:: Document excerpt
A different approach to engaging your customers: How to drive change using motivational interviewing

“It’s your fault that you’re not using our product and decided to use leave to another solution. You never took the training and you never really gave it a chance.” This is something that many customer success professionals may have wanted to say to a client but I can guarantee that this confrontational technique won’t get you very far. Please don’t do this. There is a better way to guide your clients and to get them to change. It’s called “Motivational Interviewing” (MI).

Customers don’t care about your advice until they know you care about them

Motivational Interviewing is a style of communication that emerged in the 1980’s for clinicians to help people with substance abuse disorders. Therapists used to blame their patients for their addictions and provide high-handed orders as a way of treating them. You can take a guess as to how successful that was. MI takes a different approach and after learning more about it I felt that it’s directly applicable to customer success and sales. I will provide an overview of what motivational interviewing is and then dive into different aspects of it in subsequent posts.

What is Motivational Interviewing?

Motivational Interviewing is about drawing out your customer’s motivation (or lack there of) to pursue a necessary change or solution. For example, it can involve getting your customer to take a training course or something bigger such as adapting to a completely new technology. You are digging down deeper into what makes your customer tick and who they really are. It’s a good tool when you need to push your customer out of their comfort zone or to do something they are reluctant to do.
::::
:: Material supplied
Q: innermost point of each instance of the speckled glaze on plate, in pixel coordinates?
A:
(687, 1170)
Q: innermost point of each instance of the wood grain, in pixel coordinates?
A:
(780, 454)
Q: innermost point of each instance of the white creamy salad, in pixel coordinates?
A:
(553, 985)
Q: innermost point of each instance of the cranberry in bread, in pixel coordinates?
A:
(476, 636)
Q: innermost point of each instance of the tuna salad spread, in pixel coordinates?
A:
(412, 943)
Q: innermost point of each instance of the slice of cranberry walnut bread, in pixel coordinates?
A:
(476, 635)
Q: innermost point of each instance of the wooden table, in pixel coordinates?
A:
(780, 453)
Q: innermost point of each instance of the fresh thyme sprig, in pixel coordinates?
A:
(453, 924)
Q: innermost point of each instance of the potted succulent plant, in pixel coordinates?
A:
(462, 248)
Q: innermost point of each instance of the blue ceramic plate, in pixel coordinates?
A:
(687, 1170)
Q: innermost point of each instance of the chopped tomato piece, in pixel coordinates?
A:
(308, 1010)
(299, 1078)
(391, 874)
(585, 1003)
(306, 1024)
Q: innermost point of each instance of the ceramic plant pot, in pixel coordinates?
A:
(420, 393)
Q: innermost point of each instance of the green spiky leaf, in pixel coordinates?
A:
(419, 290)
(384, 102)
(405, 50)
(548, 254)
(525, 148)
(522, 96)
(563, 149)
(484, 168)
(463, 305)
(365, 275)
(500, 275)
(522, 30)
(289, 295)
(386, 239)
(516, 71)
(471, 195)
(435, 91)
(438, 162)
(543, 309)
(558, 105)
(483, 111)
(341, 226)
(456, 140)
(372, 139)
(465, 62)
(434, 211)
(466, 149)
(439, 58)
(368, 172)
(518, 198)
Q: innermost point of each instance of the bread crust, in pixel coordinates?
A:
::::
## Activity
Pick up the article on motivational interviewing for customer success at the point where it stops, and keep writing it. This listing was drawn from a different source than the text on motivational interviewing.

## Task answer
What Motivational Interviewing Isn’t

MI isn’t about getting customers to see things from your perspective. It’s about seeing things from their perspective. It’s about putting their needs before your own. It isn’t about giving your clients advice or telling them what to do. That can cause them to shut down. It’s about finding their motivation so they are more open to change and empowering them to take action on their own.

Motivational Interviewing in customer success
Empower your customers, don’t preach

Four Objectives of Motivational Interviewing 

There are four objectives that you should be striving for when using Motivational Interviewing with your customers:

  1. Bond. You want to build rapport with your customers by establishing a trusted and respectful relationship. 
  2. Empathize. You need to actively listen and appreciate the situation from your customers’ perspective to uncover and understand the motivations. This is about walking a thousand miles in their shoes.
  3. Empower. Give your customers the confidence and hope to make the necessary change. Never take away their autonomy by telling them what to do. 
  4. Commit. Get your customers to commit to a plan and take the first step 

Three Parts of Motivational Interviewing

Motivational Interviewing isn’t a simple concept. One of the failure points of MI is the lack of training for therapists to perform it properly. To make this easier for customer success and sales professionals I’ve broken this down into three main parts:

  • Part I: Build rapport, establish trust and start to uncover the issues
  • Part II: Assess their motivation to work towards a solution
  • Part III: Get them to commit and create a plan for change

Please stay tuned for my next post where I’ll focus on Part I on how to build rapport and establish trust with your customers. I’ll then cover the other parts in subsequent posts as well as provide an exercise that you can use with your own team to practice this form of communication.

For now, keep this in mind: refrain from telling your customers what to do until you have established a trusted relationship. This will save you a lot of headaches and failed attempts!